• GIVEN INFORMATION

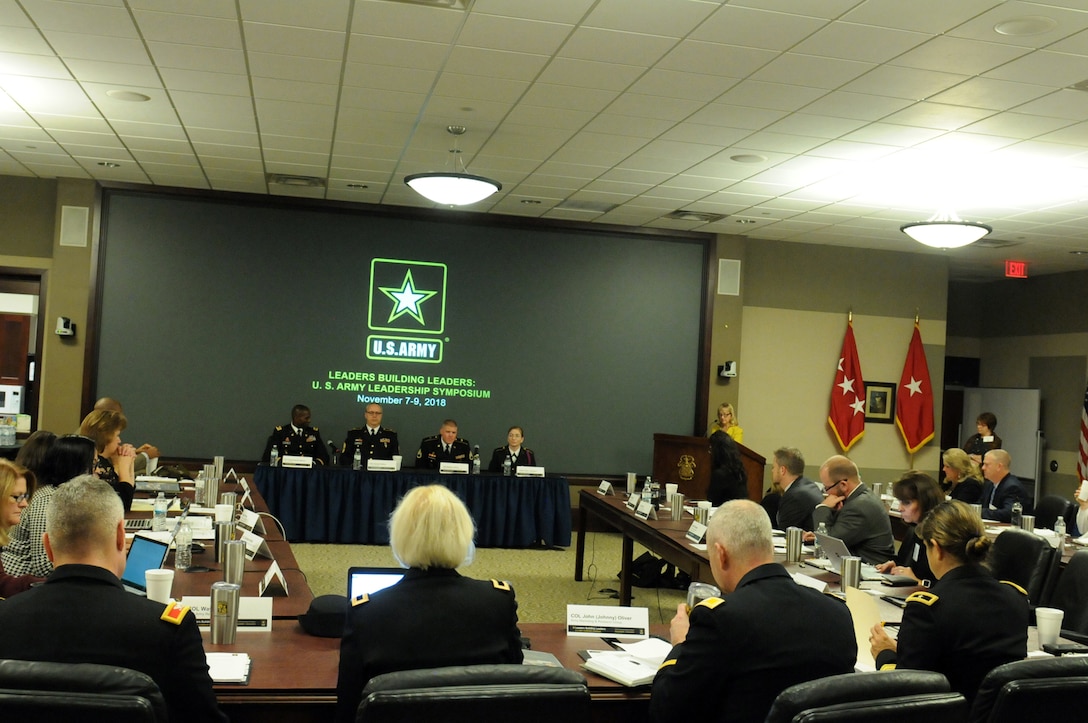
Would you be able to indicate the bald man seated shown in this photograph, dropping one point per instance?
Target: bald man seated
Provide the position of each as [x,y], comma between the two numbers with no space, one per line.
[83,614]
[1002,488]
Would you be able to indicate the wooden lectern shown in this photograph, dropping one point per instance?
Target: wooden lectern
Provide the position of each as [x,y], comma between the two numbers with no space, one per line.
[685,461]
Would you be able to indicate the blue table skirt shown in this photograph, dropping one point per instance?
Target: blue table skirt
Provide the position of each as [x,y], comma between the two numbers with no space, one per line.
[344,506]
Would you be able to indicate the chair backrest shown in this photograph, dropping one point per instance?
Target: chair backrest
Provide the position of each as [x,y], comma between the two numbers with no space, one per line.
[900,696]
[1023,558]
[86,693]
[1021,690]
[1049,509]
[1071,594]
[470,694]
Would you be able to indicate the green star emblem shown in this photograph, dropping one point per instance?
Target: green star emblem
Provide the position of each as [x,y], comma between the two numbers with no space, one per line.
[406,299]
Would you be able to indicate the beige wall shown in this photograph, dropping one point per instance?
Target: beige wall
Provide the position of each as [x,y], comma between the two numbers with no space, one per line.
[32,210]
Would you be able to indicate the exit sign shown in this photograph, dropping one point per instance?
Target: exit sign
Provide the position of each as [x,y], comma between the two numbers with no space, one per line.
[1016,269]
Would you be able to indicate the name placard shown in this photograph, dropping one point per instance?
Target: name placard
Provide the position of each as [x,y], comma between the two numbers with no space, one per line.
[255,614]
[696,533]
[596,621]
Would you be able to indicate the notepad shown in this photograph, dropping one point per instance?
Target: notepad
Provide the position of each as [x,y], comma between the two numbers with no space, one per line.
[229,667]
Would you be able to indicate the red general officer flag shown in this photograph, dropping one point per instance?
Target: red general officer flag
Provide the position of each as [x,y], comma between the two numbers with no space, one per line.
[847,416]
[914,402]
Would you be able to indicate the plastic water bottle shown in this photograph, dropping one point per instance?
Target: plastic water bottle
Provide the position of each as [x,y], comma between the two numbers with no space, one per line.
[183,553]
[159,521]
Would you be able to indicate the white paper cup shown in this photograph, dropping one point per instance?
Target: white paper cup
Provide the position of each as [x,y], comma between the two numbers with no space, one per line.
[159,583]
[1049,624]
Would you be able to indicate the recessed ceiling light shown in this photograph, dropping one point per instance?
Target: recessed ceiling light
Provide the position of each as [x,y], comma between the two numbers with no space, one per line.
[1025,25]
[128,96]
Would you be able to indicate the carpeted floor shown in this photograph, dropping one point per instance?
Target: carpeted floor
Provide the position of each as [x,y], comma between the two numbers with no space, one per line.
[543,578]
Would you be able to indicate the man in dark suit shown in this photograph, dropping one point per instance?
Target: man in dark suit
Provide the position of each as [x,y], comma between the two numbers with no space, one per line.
[82,613]
[730,658]
[297,438]
[1002,489]
[443,447]
[853,513]
[374,441]
[800,494]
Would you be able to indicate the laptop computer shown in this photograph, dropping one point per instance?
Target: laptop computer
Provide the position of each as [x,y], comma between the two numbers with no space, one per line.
[836,550]
[144,553]
[368,581]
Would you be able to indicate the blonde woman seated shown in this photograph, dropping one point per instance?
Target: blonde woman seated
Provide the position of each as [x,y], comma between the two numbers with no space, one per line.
[433,616]
[727,422]
[16,485]
[114,462]
[964,475]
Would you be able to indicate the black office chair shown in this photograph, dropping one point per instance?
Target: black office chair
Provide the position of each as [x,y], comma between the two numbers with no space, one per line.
[1021,690]
[1049,509]
[1024,558]
[1071,595]
[86,693]
[470,694]
[881,697]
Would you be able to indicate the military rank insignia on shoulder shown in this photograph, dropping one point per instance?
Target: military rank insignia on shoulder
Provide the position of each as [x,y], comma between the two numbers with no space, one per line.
[1014,586]
[174,612]
[924,597]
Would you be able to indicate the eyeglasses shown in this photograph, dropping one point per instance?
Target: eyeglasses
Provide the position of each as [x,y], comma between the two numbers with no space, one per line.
[828,489]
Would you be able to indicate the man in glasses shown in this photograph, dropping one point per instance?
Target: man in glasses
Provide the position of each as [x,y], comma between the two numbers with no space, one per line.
[853,513]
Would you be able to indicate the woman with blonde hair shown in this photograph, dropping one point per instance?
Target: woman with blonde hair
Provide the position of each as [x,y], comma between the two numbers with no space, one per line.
[727,422]
[964,475]
[967,623]
[16,485]
[433,616]
[115,461]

• WHAT THE TASK ASKS
Restate each of the entries above word for word and skip every image.

• REPLY
Would you be able to indicate the bald man seated shown in this photograph, dropping one point per instance?
Target: bald man seated
Provide the position of each as [x,y], comma between the two numbers with no space, one per line.
[83,614]
[1002,488]
Would you be able to indicate the wooden lectern shown in this photograph, dropping one point per instance?
Target: wooden lectern
Provide the position of each as [x,y], comma between the two numbers with no space, one per line.
[685,461]
Would you be able to indicate the blue table skirt shown in this photograph, dropping one point per instance?
Target: blue table skirt
Provide the position of each as [x,y], comma between the two numbers with no space, one per line.
[344,506]
Would you be able to indicate the chair backrest shown in this photograph, dropping one point per instance?
Target: chair backrest
Provide the position of each as [x,y], comma between the two numbers with no space, one per line.
[900,696]
[1023,558]
[86,693]
[1021,690]
[1049,509]
[1071,594]
[470,694]
Would you be able to indicate the green star emblem shown in this photograph, dropping one point per instance?
Target: green star emblem
Provide the position of each as [x,y], comma between the two numbers with no space, one per line.
[406,299]
Would you be able to indicate the beige wall shown in this photograph, dropping one point per instance?
Target: beige wall
Provide the position of each as [x,y], comma between the two numbers with no space, one per line.
[32,210]
Would you be able to indicate the exit sign shown in this photograph, dropping one point per instance?
Target: exit sign
Provide the position of each as [x,y], comma between the two numbers with no space, one per line.
[1016,269]
Would you be able to indicate the name placard shown in this photograph, dropping one point per instance?
Target: name placard
Provide the position of each as [x,y], comma between the two numbers with no space, one per line.
[255,614]
[696,533]
[596,621]
Would you be able to indicate the notepad shown in this photograph, dropping one point per instance?
Target: notepad
Provide the position of each as [x,y], comma between the two numbers with no space, one per line.
[229,667]
Would you be able to indicate the red general officer flag shown in this photograph, dropping one point per instance?
Target: red general officer flag
Provide the position of each as [x,y], comma between the two numbers with no space, one per line.
[847,416]
[914,402]
Would you be able to indicate the plastic water bottle shown in this photograph, dropping one point per instance?
Target: plastic water bottle
Provide the position of each as [x,y], comma between the two numbers with no space, one per line.
[183,553]
[159,521]
Would you be able to indicate the white paper cup shown in this photograph, dropping one point per instance?
Target: white paper cup
Provide the position of each as [x,y], comma between the two numbers with no space, one per line.
[159,583]
[1049,624]
Would you be able to indicate the recessed ceiling light shown in this photograph, dropping one point per instance?
Target: recessed ceiling light
Provide the position of each as [x,y], comma between the two numbers with no space, one per line.
[1025,25]
[128,96]
Would you be able to indicate the carpeted floor shown in this photograph, dropping one point per instance?
Target: carpeted floor
Provide the position of each as [x,y], comma between the two numbers with no space, one per line.
[543,578]
Would you be able to indicate the man in dark suit shown in this photograph, dropping one point per instance?
Target: man in dark suit
Provide the position of each as [x,y], comma between the two numbers with no space, one per line.
[82,613]
[730,658]
[297,438]
[1002,489]
[443,447]
[853,513]
[374,441]
[800,494]
Would you be able to indicate the laptop computer shown in this photograph, dropping one point per instance?
Target: laptop computer
Provide the position of each as [x,y], comma between the two numbers with no space, one per line.
[836,550]
[144,553]
[368,581]
Would you be able to indicate the blonde woman seated shown in this photograph, dropping one point per instance?
Target: blonde woman seated
Provide the position of each as [x,y], comma between the two numbers with no space, one per line.
[433,616]
[727,422]
[16,485]
[114,462]
[964,475]
Would you be able to indicate the black office chair shown in this photograph, dropping one point per instance?
Target: black office chair
Provide the position of each as [x,y], comma between the two numbers with no space, one per line.
[1021,690]
[1049,509]
[1024,558]
[1071,595]
[86,693]
[470,694]
[881,697]
Would you be able to indicate the military rank insignia on shoulder shown in this photograph, dropping one point per instance?
Target: military rank insignia on shoulder
Provide the position of each as [x,y], comma between the two numbers with no space, one per line.
[1014,586]
[174,612]
[924,597]
Would you be able to indicate the eyeglasses shown in this photograph, dropping one point per instance?
Target: eyeglasses
Provide the position of each as [x,y], comma between the two numbers with no space, one per line.
[828,489]
Would you be able to indicate the man in glasses shown in this photograph, dropping one point per instance?
Target: man in glasses
Provide the position of each as [x,y], comma between the two numbers with no space, one per line.
[853,513]
Would you be able to indicate the woman with blonde hair shown in this photograph, dropping one point per instance?
Target: woman with blonde hair
Provide the position of each as [x,y], comma between the two numbers with no space, one per line.
[727,422]
[964,475]
[967,623]
[16,485]
[433,616]
[115,461]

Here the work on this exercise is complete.